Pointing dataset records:

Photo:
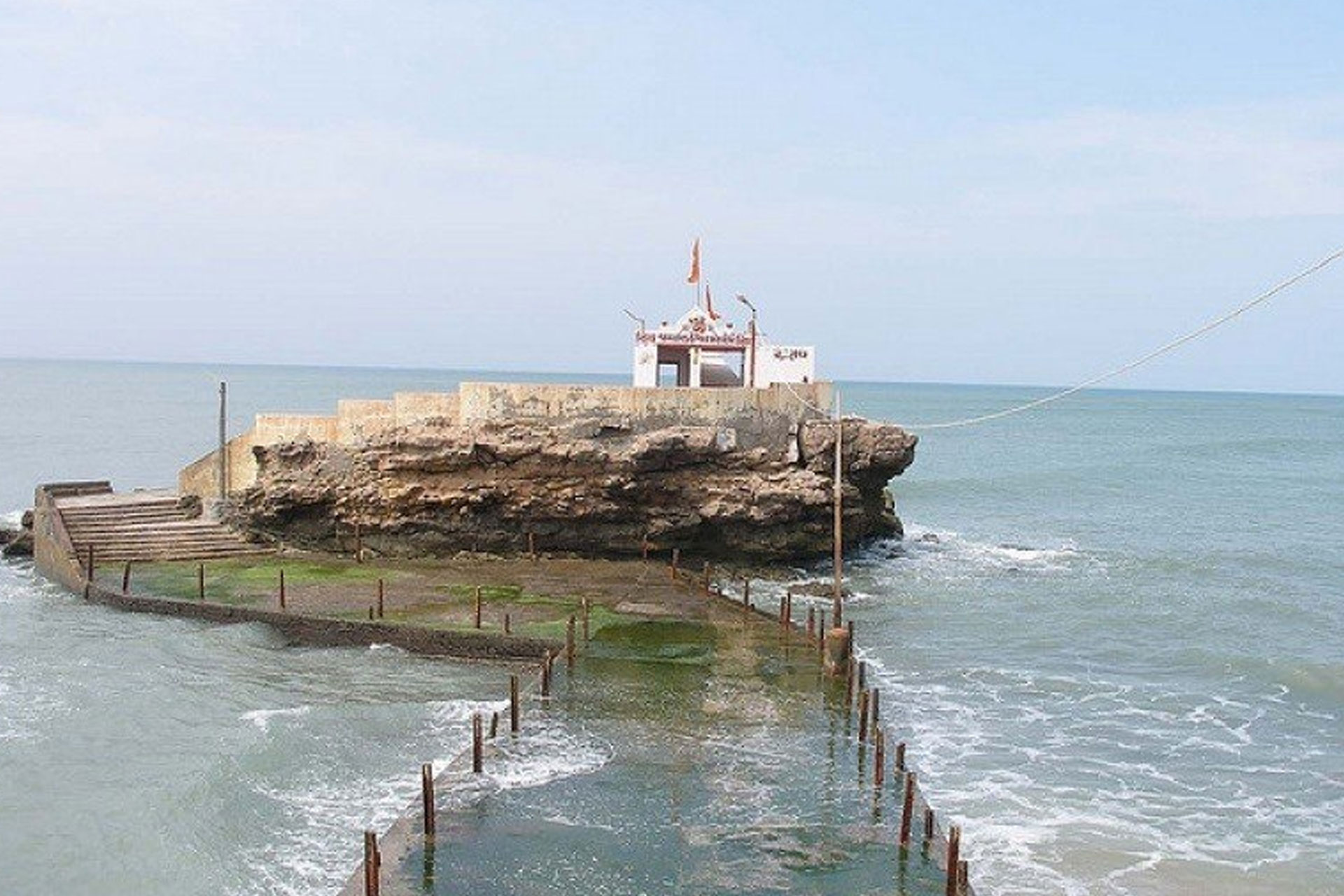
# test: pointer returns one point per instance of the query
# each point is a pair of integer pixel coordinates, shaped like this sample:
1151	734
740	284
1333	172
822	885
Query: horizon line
625	374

What this task involves: Return all of the rows above word for word, leaving out the pictures.

Exercise response:
Photo:
# test: pointer returns one point per instance of the query
# each point is a pair of integer pixel coordinates, shaped like this sample:
1151	734
740	284
1333	172
822	885
Query: horizon line
625	374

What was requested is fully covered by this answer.